▶ [TASKS TO CARRY OUT]:
A - Please decide whether each statement agrees with the article on college loans. Answer yes or no for each one, and quote the words of the article that decide it. (i) The writer had already arrived in Vermont before signing the loan forms. (ii) Beversdorf says the government does not want borrowers to pay back their loans. (iii) The article dates the college loan boom from roughly 1990.
B - Carry the article on college loans forward, starting right after its final sentence.

▶ [QUOTED PASSAGE]:
******
Do you remember where you were when you applied for your college loans? I do. I’d already arrived in Vermont for my first semester of an MFA program, but when the time came to sign my forms I felt overwhelmed by anxiety. I knew that a Master of Fine Arts – in fiction writing of all things – was for people with money to burn. It wasn’t the sort of degree that you pursued on credit, especially if you’d just finished paying your undergrad loans and didn’t have a co-signer.
Doctors, lawyers, and engineers take out huge sums for grad school. Not would-be novelists. And yet… I signed. Believing (as I still do) that it was the best path for me to chase my dreams.
“Where did they think you’d get the money to pay them back?” asks Thad Beversdorf, over the phone. Thad is a finance professor at Marquette University and the founder/CEO of SpendIndie.com. “That’s the thing: They knew you wouldn’t be able to. Any economist will tell you that.”
He’s not saying that the government doesn’t want us all to pay back our loans. The companies who service our debt will chase us to the literal ends of the earth to make sure that we do. But Beversdorf has made it his mission to help people understand that the financial transaction between the federal government as lender and we-the-broke-borrowers is a bit more complicated than it initially seems.
MISUNDERSTANDING THE POINT OF COLLEGE LOANS
“Every dollar printed by the Fed comes with a cash component and a debt component,” Beversdorf explains. “It’s the way our system is structured.”
Throughout the college loan boom – from roughly 1995 to present – corporations have often seen consumer spending falter, especially in key segments (like brick and mortar apparel). Wages have failed to keep pace with costs like healthcare, housing, and education, and people have less disposable cash on hand. Though GDP has steadily risen, money has been vacuumed out of the system by the 1% via stock dividends and buybacks. As a result, the economy is left competing with the stock market for a finite amount of capital.
So what happens when there’s less cash in circulation? The same thing that happens when you and 98 friends only have one pizza to split because one dude is hoarding twenty pizzas to himself — every bit becomes more precious and people are less likely to part with their share. When consumers are hesitant to spend, it has the potential to affect retail tremendously. Meanwhile, the cost of college has outpaced the growth of financial aid. These two seemingly disparate elements (lack of consumer spending and the student need to pay for college) fit together neatly — with the help of a financial instrument that’s grown both popular and necessary in recent decades: School loans.
“By printing money, the Fed was able to bolster consumer markets,” Beversdorf says. “Much of it through $1.5 trillion in student loans. Corporations were the big winner as those loans provided the cash to support growth. It was a free corporate bailout.”
******
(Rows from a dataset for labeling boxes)
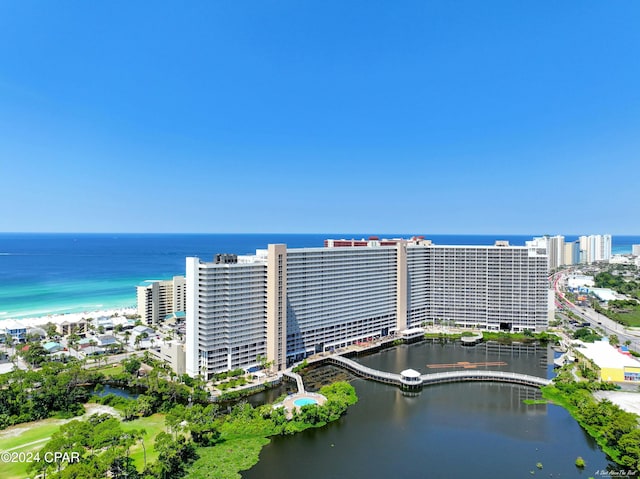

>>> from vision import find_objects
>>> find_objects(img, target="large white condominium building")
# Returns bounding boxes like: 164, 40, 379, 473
580, 235, 611, 263
136, 276, 186, 324
185, 238, 550, 378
******
▶ [OUTPUTS BY TASK]:
A -
(i) Yes: "I’d already arrived in Vermont for my first semester of an MFA program, but when the time came to sign my forms I felt overwhelmed by anxiety."
(ii) No: "He’s not saying that the government doesn’t want us all to pay back our loans."
(iii) No: "Throughout the college loan boom – from roughly 1995 to present"

B -
Through loans, the debt was transferred to consumers. In this case a very reckless brand of consumers: College kids eager to buy beer, clothes, makeup, etc. And what did they find after graduation? A job market that had continued to weaken and was not particularly interested in their undergraduate degrees. They had gained skills, to be sure, but not enough to make them “in demand” in the workplace.
“The labor market is not characterized by a skills gap,” Marshall Steinbaum wrote for the Levy Institute earlier this year, in a paper modeling comprehensive student loan debt forgiveness. “The idea that it was, and that it could be solved by debt-financed higher education credentials, constitutes a macroeconomically significant misdiagnosis and false prescription.”
Translation: A simple college degree doesn’t help you make enough money to excuse the money borrowed plus interest. This seems like a major oversight by the Fed — unless, as Beversdorf points out, closing a perceived “skills gap” wasn’t the sole point of issuing the loans. While he understands it might sound horribly jaded to claim that the whole purpose of creating more than a trillion dollars in debt was to shift the cost of a corporate bailout onto college kids, seeing these same loans only as an act of bank-God altruism feels deeply naïve.
Especially when you consider the interest rates payees are on the hook for.
WHY YOU PAY SO MUCH INTEREST
“Since the bank bailout, the Fed, through its primary dealers, has loaned corporations trillions of dollars at artificially low interest rates,” Beversdorf says. “The hope was corporations would invest in business expansion here in the US but ultimately those low-cost loans were distributed directly to shareholders. Meanwhile, you’re paying… what? Eight percent after fees?”
He’s right. My blended interest rate after servicing fees is right around 8.2% over the current life of my loans. So it’s easy for me to reject the idea of the government as a benevolent force for students, especially knowing how much interest banks are currently making just off holding excess cash reserves for the Fed (12 billion!).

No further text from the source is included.